*Task*.
From the book review below, transcribe the passage starting at "My favorite thing about this story was Annabel and" and ending at "ones we love.".

:: Source passage

My favorite thing about this story was Annabel and California’s unlikely friendship. The two girls are so different, yet somehow they make so much sense together. I fell in love with them immediately, and you will, too.
No, my favorite thing about this story was Annabel’s mother, Vicki. She is hovering and suffocating (and a bit neurotic if you ask me), but I get her as a mother. Vicki made me think about how sometimes we do more harm than good when we try to protect the ones we love.
Wait, no, my favorite thing about this story was California’s attempts to lure her mother back home. She reminded me so much of Raymie from Kate DiCamillo’s Raymie Nightingale… and of myself. If you have ever longed for a parent, you will understand California.
Actually, my favorite thing about this book was the underlying message about regret and missed chances. “Regret is a terrible thing,” California’s mother reminds us. Yes, yes, it certainly is.
I was just looking for an easy read to pass the time. Instead, I found a story that made my heart swing sideways.
Dana Murphy is an instructional coach in Woodridge, IL. She is a lifetime member of the Nerdy Book Club and has already inducted her daughters as well. This isn’t the first time she misjudged a book by its cover. Dana is co-author of the Two Writing Teachers blog and a contributing writer at Choice Literacy. She tweets at @DanaMurphy143.
I’m convinced, Dana. This book will find its way to my home (and hopefully heart) very soon.
Thank you for this review. It means so much when readers truly understand what we’ve written, and why, and especially when someone is moved by our character’s story. You nailed it. Thank you!

::::
:: Raw records

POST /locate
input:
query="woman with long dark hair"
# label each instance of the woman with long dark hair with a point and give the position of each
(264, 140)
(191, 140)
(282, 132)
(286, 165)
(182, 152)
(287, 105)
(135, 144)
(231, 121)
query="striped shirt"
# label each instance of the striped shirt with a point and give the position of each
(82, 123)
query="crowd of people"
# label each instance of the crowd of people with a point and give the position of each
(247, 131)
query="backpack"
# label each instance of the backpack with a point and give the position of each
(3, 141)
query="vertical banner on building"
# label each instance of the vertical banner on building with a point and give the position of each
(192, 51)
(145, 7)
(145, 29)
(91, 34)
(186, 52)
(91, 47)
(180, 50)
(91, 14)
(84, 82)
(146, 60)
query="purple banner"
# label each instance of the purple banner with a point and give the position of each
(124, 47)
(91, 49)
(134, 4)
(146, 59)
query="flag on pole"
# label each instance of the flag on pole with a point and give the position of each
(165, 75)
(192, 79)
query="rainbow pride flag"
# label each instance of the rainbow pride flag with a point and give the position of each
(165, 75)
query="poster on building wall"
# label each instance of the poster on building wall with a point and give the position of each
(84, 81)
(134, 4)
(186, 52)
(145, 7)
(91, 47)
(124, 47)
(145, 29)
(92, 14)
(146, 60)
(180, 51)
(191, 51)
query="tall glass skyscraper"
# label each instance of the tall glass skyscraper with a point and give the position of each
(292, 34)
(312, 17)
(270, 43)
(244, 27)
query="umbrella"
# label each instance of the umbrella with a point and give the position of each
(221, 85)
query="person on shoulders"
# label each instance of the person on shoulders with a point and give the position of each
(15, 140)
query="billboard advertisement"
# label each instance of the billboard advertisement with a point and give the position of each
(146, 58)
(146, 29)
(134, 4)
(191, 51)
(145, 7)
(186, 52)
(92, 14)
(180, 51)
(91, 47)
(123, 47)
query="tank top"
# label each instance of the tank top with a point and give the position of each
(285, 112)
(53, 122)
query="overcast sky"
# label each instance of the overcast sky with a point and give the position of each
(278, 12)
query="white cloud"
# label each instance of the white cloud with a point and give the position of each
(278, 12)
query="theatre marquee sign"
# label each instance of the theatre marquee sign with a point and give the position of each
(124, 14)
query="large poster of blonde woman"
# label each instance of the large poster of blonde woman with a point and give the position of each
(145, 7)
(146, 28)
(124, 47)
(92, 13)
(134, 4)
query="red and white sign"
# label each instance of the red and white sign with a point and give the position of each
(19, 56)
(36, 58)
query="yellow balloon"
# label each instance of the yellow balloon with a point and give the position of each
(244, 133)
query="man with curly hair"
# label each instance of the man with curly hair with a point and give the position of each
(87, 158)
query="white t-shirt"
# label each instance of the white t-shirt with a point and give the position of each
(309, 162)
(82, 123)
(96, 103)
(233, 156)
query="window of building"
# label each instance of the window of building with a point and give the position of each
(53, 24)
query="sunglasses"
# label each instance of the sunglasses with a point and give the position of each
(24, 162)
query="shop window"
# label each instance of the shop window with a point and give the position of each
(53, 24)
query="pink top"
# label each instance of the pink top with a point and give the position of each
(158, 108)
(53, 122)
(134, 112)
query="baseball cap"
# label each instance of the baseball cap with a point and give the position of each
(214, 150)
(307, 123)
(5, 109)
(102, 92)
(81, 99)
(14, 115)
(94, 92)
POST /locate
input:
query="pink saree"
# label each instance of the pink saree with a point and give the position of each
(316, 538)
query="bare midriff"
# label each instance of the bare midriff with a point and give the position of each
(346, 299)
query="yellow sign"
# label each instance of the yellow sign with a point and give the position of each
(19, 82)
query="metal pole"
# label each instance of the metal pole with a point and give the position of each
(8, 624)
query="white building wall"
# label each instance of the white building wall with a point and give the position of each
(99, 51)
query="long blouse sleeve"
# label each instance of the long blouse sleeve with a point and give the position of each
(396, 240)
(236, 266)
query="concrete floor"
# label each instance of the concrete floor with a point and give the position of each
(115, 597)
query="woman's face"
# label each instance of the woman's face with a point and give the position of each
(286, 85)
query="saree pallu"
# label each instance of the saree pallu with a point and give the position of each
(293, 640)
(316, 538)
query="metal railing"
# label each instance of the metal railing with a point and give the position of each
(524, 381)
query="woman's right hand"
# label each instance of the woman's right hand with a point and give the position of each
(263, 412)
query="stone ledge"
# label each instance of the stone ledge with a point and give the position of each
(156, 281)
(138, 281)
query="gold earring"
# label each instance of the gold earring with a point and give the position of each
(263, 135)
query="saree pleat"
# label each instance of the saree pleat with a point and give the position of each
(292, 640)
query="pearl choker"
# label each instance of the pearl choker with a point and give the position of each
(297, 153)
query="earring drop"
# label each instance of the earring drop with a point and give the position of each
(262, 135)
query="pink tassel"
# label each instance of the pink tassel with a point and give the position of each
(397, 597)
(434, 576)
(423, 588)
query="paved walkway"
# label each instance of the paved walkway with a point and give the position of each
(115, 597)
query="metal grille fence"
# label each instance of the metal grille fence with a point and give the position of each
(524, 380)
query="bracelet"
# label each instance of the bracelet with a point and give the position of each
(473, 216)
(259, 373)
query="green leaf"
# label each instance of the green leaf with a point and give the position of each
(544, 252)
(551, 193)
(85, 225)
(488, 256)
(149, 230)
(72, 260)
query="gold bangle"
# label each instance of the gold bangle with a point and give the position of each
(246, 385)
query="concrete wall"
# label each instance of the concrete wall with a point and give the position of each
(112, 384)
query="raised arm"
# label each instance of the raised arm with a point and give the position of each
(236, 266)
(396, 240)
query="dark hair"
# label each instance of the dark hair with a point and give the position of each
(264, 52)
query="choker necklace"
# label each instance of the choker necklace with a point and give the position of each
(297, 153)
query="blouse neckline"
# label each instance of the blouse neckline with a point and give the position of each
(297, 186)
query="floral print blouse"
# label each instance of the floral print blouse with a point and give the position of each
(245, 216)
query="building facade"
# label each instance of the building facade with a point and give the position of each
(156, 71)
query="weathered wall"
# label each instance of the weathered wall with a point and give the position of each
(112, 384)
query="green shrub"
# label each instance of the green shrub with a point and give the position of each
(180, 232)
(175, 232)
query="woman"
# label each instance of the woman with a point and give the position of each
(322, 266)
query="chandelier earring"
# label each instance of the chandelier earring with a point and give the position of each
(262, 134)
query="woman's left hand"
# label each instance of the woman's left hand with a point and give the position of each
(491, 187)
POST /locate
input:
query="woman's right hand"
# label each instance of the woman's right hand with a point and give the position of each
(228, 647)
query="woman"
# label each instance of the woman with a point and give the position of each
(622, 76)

::::
:: Raw records

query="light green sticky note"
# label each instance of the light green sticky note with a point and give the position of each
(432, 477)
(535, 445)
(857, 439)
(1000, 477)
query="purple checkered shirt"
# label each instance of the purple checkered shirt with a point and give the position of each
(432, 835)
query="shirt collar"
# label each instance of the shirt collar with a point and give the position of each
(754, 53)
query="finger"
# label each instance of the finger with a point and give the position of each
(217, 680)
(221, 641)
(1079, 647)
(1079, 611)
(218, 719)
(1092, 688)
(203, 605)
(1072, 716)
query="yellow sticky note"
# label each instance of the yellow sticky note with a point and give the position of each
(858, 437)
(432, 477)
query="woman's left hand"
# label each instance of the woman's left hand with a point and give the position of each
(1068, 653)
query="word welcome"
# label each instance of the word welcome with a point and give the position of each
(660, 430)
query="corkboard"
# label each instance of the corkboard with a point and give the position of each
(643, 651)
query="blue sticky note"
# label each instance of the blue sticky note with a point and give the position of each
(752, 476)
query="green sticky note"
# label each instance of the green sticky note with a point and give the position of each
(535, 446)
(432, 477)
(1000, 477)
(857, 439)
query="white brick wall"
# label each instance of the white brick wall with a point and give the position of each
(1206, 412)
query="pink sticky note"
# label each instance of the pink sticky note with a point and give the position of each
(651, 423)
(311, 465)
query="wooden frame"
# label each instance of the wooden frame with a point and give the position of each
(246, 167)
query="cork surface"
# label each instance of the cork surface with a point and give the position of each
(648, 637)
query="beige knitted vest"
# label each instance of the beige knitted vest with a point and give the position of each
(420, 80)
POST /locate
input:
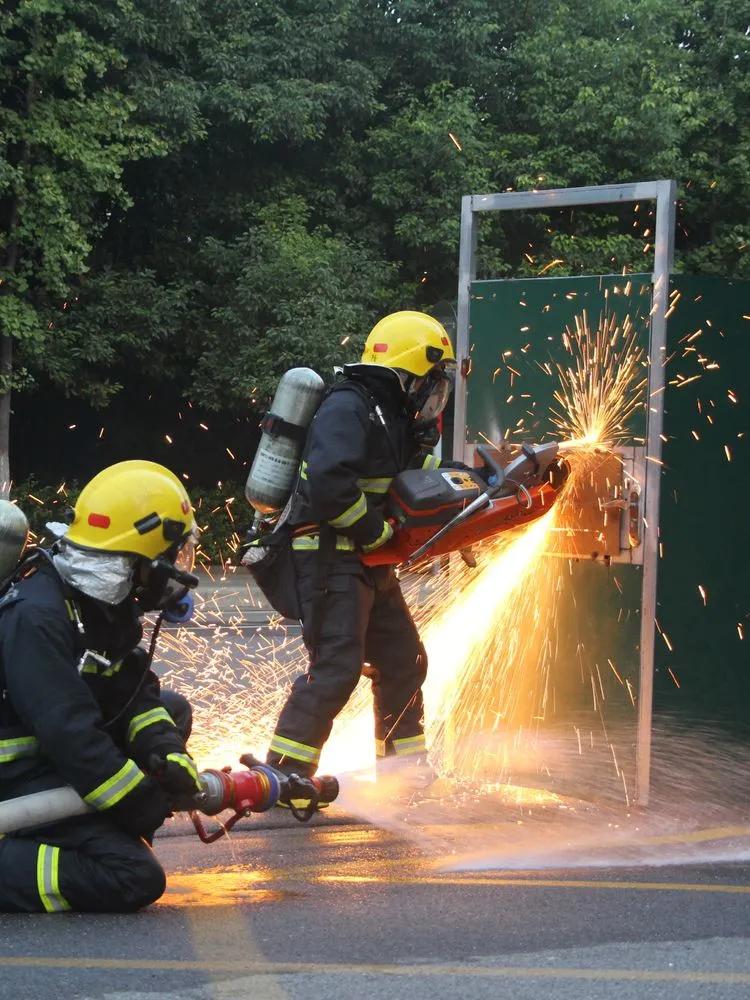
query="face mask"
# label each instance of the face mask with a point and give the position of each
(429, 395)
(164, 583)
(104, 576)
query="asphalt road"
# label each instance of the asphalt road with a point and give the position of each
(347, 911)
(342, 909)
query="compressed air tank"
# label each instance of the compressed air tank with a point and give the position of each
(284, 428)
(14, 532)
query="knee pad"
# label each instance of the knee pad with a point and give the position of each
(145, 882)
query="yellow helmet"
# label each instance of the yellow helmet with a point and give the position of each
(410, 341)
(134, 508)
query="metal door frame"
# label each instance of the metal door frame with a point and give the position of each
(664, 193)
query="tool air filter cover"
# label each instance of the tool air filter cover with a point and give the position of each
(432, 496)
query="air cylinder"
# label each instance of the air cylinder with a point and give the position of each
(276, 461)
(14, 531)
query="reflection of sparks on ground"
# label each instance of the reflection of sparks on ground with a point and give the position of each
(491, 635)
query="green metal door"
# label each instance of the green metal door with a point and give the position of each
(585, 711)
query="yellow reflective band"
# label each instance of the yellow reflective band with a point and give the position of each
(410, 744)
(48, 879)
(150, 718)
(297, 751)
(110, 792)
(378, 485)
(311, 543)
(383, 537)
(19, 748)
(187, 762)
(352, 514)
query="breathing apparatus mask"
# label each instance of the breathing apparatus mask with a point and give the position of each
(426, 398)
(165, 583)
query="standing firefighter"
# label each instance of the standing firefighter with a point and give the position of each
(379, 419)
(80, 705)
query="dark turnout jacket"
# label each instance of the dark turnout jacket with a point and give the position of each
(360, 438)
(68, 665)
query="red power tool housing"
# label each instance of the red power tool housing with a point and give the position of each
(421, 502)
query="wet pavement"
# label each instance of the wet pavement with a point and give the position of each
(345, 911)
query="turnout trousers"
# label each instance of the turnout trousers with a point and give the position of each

::::

*Response to this task*.
My favorite thing about this story was Annabel and California’s unlikely friendship. The two girls are so different, yet somehow they make so much sense together. I fell in love with them immediately, and you will, too.
No, my favorite thing about this story was Annabel’s mother, Vicki. She is hovering and suffocating (and a bit neurotic if you ask me), but I get her as a mother. Vicki made me think about how sometimes we do more harm than good when we try to protect the ones we love.